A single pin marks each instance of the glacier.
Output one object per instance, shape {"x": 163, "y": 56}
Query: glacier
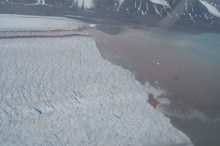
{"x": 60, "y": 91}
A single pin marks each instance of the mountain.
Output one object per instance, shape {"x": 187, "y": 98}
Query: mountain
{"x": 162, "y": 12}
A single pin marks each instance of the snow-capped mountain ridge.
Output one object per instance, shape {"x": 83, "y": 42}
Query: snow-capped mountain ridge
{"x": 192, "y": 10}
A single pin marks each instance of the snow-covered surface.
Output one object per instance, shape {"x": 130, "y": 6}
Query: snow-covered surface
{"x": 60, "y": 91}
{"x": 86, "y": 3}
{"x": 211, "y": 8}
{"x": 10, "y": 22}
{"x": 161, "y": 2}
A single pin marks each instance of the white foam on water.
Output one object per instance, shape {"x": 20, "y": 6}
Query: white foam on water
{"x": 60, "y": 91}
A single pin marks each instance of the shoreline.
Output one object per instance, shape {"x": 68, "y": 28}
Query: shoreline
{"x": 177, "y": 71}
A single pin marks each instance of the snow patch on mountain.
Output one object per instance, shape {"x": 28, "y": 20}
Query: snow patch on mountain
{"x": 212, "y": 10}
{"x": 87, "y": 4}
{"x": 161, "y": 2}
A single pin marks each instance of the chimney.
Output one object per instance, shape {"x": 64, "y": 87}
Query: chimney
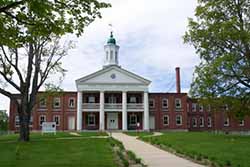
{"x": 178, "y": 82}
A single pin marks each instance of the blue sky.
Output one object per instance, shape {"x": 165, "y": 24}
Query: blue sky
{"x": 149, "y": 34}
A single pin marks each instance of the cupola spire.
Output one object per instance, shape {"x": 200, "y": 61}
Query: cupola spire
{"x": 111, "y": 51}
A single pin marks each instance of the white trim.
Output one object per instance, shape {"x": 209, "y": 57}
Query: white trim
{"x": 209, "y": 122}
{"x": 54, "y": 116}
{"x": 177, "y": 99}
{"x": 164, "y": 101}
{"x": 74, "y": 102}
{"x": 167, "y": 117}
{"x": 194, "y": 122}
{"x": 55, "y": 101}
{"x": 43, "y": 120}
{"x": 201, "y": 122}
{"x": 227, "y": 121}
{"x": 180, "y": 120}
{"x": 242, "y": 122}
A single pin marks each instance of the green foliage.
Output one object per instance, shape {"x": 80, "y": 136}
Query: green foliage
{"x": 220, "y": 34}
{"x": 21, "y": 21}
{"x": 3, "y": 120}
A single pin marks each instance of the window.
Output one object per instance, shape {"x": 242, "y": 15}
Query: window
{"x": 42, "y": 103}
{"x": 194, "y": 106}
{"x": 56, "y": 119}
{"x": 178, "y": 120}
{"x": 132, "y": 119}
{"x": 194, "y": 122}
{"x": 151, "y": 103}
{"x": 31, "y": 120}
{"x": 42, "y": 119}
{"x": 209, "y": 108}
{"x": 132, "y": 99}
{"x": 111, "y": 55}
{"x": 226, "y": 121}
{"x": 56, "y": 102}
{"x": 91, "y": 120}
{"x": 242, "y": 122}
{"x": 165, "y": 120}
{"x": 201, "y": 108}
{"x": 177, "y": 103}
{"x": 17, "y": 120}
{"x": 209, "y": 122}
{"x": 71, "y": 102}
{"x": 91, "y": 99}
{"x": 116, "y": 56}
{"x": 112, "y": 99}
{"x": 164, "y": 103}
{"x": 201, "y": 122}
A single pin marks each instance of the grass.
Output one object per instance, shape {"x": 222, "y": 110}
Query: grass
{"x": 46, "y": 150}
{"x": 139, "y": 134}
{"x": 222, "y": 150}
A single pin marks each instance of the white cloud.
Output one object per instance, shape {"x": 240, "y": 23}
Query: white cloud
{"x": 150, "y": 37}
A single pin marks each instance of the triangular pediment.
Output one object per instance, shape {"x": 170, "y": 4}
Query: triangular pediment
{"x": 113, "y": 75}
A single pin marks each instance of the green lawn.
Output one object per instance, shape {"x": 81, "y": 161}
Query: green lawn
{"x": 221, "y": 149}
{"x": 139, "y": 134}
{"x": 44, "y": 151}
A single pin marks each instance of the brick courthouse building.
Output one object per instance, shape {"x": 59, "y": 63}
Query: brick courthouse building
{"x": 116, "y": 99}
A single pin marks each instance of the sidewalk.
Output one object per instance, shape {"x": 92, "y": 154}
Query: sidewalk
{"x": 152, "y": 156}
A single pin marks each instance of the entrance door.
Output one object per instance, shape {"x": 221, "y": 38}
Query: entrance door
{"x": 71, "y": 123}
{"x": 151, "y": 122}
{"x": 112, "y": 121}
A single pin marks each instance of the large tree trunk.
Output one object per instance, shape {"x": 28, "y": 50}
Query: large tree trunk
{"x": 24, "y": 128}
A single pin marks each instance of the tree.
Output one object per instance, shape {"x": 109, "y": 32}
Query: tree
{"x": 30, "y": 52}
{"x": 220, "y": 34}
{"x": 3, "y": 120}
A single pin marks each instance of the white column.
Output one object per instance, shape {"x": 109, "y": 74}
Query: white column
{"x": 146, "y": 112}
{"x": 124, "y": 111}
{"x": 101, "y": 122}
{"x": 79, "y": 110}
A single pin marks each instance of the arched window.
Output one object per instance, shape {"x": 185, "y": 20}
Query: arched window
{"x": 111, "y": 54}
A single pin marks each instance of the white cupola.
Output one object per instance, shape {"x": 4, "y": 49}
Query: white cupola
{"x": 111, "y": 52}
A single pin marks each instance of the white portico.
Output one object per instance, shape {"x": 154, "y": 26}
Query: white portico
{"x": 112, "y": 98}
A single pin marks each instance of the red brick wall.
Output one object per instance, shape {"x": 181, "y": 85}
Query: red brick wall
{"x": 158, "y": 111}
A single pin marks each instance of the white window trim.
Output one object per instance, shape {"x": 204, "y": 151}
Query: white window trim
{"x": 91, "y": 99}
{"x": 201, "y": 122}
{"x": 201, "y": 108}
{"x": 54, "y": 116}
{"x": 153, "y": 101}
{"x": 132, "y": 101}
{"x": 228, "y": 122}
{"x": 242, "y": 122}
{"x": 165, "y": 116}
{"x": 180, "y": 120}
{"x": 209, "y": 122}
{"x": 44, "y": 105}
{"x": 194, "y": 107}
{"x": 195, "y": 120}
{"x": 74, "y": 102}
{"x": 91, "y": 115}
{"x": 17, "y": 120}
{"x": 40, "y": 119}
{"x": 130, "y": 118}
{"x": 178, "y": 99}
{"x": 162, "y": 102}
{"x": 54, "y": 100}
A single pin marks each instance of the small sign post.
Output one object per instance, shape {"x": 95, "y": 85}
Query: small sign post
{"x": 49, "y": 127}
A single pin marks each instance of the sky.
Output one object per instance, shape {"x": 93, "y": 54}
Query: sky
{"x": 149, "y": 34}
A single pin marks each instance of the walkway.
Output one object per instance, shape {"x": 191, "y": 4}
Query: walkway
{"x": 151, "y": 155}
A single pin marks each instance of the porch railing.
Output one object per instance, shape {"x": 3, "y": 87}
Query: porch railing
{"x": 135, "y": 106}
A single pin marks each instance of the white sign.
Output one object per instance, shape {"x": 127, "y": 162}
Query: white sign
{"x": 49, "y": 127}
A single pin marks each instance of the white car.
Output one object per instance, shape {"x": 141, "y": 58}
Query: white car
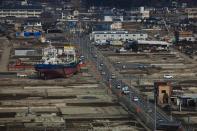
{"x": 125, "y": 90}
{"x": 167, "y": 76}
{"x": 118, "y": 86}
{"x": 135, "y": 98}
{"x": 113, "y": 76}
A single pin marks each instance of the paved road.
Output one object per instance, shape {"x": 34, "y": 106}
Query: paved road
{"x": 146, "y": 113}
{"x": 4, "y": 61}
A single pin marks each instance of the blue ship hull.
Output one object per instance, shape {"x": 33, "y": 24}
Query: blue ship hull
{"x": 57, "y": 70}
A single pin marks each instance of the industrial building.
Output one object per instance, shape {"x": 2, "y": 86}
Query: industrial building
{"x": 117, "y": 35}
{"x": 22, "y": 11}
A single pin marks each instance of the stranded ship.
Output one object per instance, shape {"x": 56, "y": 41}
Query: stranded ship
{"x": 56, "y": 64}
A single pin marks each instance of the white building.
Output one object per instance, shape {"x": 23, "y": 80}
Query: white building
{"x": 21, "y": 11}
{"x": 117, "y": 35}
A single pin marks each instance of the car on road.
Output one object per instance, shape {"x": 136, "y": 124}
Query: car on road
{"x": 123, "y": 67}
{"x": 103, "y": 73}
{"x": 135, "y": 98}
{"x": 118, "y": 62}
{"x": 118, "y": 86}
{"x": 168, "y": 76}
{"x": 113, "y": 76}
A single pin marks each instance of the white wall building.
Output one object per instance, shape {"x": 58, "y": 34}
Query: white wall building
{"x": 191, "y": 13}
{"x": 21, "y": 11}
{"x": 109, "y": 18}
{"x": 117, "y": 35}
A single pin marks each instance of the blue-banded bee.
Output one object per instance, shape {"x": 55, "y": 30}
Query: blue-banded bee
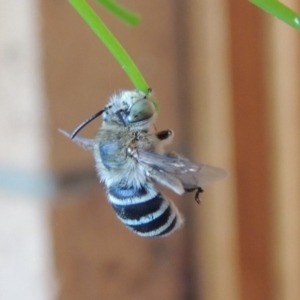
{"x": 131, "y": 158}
---
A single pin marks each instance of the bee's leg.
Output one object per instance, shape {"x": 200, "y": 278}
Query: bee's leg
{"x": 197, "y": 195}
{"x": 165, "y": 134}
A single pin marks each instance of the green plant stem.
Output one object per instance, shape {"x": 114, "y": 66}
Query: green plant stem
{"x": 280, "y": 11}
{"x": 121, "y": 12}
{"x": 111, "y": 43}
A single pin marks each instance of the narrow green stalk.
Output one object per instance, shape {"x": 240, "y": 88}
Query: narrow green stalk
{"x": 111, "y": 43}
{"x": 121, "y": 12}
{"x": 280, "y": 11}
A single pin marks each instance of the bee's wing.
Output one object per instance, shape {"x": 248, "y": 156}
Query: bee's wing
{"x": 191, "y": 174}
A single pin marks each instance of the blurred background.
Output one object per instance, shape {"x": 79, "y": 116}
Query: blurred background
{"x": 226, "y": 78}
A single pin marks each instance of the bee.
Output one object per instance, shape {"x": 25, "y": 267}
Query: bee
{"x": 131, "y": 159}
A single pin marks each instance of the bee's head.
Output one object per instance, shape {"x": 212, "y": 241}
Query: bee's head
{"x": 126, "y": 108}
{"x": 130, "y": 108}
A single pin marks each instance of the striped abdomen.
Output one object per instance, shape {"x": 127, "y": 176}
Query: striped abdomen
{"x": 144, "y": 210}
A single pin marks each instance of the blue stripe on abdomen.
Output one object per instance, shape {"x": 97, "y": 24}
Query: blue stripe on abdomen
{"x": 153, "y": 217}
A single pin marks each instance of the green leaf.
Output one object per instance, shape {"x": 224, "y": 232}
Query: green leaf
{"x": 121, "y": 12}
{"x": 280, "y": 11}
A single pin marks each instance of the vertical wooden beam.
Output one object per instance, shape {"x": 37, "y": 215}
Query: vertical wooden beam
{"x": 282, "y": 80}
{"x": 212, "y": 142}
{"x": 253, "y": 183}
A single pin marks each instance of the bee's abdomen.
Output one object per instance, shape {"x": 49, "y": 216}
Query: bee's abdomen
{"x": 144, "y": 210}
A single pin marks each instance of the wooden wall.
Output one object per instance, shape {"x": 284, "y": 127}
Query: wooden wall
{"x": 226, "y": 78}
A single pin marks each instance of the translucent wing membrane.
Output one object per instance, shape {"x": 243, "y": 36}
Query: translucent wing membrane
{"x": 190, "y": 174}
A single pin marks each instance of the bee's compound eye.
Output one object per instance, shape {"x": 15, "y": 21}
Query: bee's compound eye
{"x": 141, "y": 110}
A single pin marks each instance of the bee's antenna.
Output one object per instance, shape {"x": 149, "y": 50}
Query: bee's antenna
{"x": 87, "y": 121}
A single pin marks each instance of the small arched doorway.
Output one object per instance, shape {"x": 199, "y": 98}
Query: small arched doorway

• _Exercise_:
Reproduce word for word everything in the entries above from the line containing "A single pin marks each instance of the small arched" down to the line containing "Query: small arched doorway", including both of those lines.

• _Solution_:
A single pin marks each instance of the small arched doorway.
Output one object per instance, shape {"x": 199, "y": 98}
Query: small arched doorway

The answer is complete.